Task details ▸ Copy out all the lines below, requests included, and shift every coordinate pair in the answers by adding 74 to each of its two numbers.

Information supplied ▸
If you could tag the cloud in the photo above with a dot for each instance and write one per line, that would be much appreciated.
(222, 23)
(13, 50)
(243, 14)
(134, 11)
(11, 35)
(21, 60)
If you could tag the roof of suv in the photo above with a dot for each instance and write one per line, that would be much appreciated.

The solution ▸
If you could tag the cloud in the photo above with a dot for each instance and write one per line, that would be much appreciated.
(296, 97)
(87, 124)
(317, 88)
(208, 85)
(85, 109)
(95, 134)
If you could tag the roof of suv in the photo above with a dot for each instance and write one per line, that would be much appreciated.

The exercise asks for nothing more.